Task objective ▸ Find the line containing "the bird in" in the material below; copy that line and all following lines exactly.

Supplied material ▸
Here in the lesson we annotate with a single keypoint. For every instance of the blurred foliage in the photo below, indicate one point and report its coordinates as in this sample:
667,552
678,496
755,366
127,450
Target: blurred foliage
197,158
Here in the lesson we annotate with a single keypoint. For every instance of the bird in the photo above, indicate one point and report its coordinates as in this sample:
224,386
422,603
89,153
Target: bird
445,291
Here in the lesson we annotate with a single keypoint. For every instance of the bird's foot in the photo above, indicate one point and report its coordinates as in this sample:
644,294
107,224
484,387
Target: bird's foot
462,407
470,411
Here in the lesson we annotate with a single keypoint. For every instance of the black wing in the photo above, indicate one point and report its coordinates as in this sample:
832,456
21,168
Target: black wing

Exercise result ▸
Here in the lesson we annotate with a single keypoint. For every instance of the bird in the photo above, indicate one point and report its coordinates as in this sample:
224,386
422,603
89,153
Target: bird
445,291
Here in the lesson we annotate with a single keypoint. For every instance of the bird's foot in the photo above, indicate one point and report its coordinates as in this sample:
644,294
107,224
484,387
Target: bird's foot
462,407
470,411
Here in the lesson we annotate with a single keypoint. For every instance of the black wing in the photo above, indicate one point and report its coordinates as in this sample:
832,456
21,168
Target: black wing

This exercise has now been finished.